§ PROBLEM DETAILS: Retype the data exactly, leaving nothing out.

Saved entries
=== Section Start ===

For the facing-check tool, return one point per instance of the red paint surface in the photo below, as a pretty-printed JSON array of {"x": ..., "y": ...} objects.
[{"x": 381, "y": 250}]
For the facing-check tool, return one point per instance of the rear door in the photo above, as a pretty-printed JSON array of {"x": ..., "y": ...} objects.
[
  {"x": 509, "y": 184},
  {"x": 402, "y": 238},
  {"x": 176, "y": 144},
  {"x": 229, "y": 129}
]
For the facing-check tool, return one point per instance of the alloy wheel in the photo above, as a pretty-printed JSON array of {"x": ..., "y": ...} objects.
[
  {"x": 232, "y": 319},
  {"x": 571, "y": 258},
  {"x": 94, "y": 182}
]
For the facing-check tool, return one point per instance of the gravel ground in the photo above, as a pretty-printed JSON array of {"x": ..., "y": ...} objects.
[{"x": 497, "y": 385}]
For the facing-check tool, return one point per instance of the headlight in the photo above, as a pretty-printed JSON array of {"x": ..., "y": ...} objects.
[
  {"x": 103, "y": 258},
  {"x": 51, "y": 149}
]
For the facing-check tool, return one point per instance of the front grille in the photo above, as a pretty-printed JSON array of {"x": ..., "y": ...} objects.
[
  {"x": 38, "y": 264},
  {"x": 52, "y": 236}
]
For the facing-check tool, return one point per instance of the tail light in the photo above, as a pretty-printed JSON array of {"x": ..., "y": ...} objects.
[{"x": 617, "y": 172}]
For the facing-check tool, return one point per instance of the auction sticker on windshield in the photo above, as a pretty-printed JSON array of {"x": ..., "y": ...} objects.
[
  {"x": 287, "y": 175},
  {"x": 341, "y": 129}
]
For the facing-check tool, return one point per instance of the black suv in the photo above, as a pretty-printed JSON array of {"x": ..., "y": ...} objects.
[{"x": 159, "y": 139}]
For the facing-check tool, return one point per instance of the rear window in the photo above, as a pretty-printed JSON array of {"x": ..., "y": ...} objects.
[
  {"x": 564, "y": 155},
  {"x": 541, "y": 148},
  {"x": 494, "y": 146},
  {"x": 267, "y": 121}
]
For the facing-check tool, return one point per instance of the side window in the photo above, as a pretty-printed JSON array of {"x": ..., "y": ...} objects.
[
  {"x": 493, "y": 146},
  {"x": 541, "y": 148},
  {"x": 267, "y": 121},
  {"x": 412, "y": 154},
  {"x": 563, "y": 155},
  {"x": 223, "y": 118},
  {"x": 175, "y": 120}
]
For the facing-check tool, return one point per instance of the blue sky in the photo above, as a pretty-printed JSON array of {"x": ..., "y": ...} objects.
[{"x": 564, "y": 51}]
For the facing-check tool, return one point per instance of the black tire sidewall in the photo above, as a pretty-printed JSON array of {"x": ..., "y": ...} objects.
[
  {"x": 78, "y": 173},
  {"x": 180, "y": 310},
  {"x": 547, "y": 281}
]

=== Section End ===

§ ANSWER TO THIS PROBLEM:
For the facing-check tool, return one point per instance of the red paint surface in the photo below, as a pretty-printed JSON array of {"x": ..., "y": ...} objects.
[{"x": 381, "y": 250}]
For the facing-check tool, return one point per instance of the rear door in the photo above, as a pretty-printed JSON array of {"x": ..., "y": ...} objects.
[
  {"x": 509, "y": 184},
  {"x": 402, "y": 238},
  {"x": 176, "y": 144},
  {"x": 229, "y": 129}
]
For the facing-check tool, return one point per instance of the alloy wheel in the photo above, as a pretty-printed JSON array of {"x": ..., "y": ...} objects.
[
  {"x": 232, "y": 319},
  {"x": 571, "y": 258},
  {"x": 94, "y": 182}
]
For the facing-check tool, return one point per instance of the gravel ground in the photo above, as a pretty-printed JSON array of {"x": ..., "y": ...} objects.
[{"x": 497, "y": 385}]
For the facing-check tool, return one point per instance of the headlight in the photo above, as a pretty-printed JSON array of {"x": ..., "y": ...} objects.
[
  {"x": 103, "y": 258},
  {"x": 51, "y": 149}
]
For the facing-check tool, return one point per instance of the front grille in the photo above, as a pretty-printed JSON array of {"x": ..., "y": ...} objects.
[
  {"x": 38, "y": 264},
  {"x": 52, "y": 236}
]
For the facing-check tool, return one point per instance of the tail light in the photo above, as a pretty-printed JSON array of {"x": ..., "y": ...} objects.
[{"x": 617, "y": 172}]
For the facing-check tool, return one point per instance of the auction sticker on windshield in the photo above, as a pretty-printed JSON array of {"x": ..., "y": ...} objects.
[
  {"x": 287, "y": 175},
  {"x": 341, "y": 129}
]
For the facing-check tool, return one point per instance of the black suv in the photo above, as a pretty-printed JSON array of {"x": ..., "y": ...} objects.
[{"x": 159, "y": 139}]
For the facing-check tool, return one point per instance of the rear window in the photo above, as a pretty-printed JSON array of {"x": ..., "y": ...} objects.
[
  {"x": 564, "y": 155},
  {"x": 541, "y": 148},
  {"x": 494, "y": 146},
  {"x": 267, "y": 121}
]
For the facing-check tool, return one point per instance of the side window in the photo above, as a pretty-printed JSON array of {"x": ..., "y": ...} objects.
[
  {"x": 493, "y": 146},
  {"x": 541, "y": 148},
  {"x": 267, "y": 121},
  {"x": 412, "y": 154},
  {"x": 563, "y": 155},
  {"x": 223, "y": 118},
  {"x": 175, "y": 120}
]
For the facing-check tool, return one point per instance of the blue sky in the photo above, as a pretty-printed JSON array of {"x": ..., "y": ...} objects.
[{"x": 564, "y": 51}]
For the facing-check tool, return one point per instance of the black tire sidewall in the photo above, as a pretty-printed JSON array of {"x": ..., "y": ...} objects.
[
  {"x": 78, "y": 173},
  {"x": 180, "y": 310},
  {"x": 547, "y": 281}
]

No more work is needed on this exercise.